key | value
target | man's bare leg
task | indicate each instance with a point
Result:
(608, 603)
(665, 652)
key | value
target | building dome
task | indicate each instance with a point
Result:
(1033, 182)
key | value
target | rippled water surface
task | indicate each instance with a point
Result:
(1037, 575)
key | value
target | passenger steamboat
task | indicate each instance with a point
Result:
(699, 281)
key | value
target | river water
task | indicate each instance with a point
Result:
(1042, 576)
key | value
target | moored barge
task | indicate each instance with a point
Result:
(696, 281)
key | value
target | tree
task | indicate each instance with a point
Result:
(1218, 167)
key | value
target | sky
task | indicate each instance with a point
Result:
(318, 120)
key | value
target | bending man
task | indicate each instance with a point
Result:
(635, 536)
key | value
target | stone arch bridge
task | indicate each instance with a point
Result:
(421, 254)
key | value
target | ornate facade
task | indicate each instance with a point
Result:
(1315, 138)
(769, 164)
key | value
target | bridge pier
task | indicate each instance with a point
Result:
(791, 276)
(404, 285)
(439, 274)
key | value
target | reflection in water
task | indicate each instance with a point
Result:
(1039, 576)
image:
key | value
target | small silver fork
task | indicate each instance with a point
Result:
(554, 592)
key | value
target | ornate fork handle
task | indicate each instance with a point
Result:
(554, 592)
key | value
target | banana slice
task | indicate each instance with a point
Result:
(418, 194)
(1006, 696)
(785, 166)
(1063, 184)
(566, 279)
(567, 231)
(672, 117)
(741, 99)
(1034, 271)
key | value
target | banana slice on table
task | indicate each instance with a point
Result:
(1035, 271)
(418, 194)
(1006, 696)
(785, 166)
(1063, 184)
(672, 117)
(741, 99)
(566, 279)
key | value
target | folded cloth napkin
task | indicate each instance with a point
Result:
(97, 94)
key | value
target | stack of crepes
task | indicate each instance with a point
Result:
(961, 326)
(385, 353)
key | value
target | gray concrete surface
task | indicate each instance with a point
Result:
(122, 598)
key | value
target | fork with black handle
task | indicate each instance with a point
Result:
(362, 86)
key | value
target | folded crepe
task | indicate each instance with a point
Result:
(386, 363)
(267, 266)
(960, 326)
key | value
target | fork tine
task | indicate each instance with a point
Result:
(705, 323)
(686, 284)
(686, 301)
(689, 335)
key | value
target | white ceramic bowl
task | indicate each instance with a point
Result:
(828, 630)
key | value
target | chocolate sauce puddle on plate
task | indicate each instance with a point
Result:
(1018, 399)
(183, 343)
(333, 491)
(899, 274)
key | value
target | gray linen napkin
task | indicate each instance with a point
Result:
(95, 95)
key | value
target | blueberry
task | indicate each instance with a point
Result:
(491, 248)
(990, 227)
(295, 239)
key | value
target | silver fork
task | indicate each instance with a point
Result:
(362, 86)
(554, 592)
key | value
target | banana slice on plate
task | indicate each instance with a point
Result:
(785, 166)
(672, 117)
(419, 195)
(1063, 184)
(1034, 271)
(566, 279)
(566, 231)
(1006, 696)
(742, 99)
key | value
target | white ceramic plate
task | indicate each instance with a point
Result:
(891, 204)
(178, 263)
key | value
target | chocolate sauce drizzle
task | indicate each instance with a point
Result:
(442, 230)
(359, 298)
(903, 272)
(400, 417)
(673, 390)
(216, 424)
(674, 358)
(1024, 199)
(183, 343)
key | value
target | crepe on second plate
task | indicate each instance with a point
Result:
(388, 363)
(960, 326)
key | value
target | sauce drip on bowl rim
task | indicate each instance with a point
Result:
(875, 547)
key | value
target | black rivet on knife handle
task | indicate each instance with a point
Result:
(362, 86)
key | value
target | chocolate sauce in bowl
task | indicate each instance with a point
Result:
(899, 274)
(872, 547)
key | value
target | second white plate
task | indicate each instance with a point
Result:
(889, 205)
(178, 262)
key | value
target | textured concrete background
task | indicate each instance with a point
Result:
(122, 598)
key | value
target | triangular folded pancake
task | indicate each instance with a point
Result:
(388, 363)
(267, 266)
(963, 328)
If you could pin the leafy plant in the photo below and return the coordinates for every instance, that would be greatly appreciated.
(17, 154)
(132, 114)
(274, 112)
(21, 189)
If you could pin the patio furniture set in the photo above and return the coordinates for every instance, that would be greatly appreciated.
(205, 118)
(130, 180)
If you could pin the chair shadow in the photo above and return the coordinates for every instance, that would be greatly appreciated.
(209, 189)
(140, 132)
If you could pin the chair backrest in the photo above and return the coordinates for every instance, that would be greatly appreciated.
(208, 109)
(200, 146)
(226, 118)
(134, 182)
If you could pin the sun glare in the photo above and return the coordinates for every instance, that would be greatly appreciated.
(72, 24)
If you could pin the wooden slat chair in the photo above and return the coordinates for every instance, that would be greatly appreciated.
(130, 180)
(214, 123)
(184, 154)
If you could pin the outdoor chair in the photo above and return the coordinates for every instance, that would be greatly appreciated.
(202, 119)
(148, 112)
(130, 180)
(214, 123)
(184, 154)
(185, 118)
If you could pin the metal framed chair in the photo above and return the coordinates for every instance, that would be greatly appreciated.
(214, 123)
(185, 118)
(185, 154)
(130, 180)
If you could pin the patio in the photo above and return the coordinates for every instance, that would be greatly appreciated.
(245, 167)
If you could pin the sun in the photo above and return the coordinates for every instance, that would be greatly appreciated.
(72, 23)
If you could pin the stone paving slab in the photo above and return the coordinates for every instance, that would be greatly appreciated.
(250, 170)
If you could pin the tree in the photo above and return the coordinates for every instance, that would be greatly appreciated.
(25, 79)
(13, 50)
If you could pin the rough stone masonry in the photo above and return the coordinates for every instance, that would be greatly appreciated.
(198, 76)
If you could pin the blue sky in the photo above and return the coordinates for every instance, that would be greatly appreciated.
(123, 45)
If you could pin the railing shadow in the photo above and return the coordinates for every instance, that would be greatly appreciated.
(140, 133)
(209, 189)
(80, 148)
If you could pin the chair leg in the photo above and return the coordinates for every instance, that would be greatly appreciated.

### [WHAT YOU WILL DO]
Retype the records above from the very first line down to the line with "target | rippled water surface", keeping both of those lines. Include nothing beyond them.

### [REPLY TO THE EXERCISE]
key | value
target | man's bare leg
task | indicate each instance with a point
Result:
(608, 603)
(665, 652)
key | value
target | building dome
task | indicate each instance with a point
Result:
(1033, 182)
key | value
target | rippled water surface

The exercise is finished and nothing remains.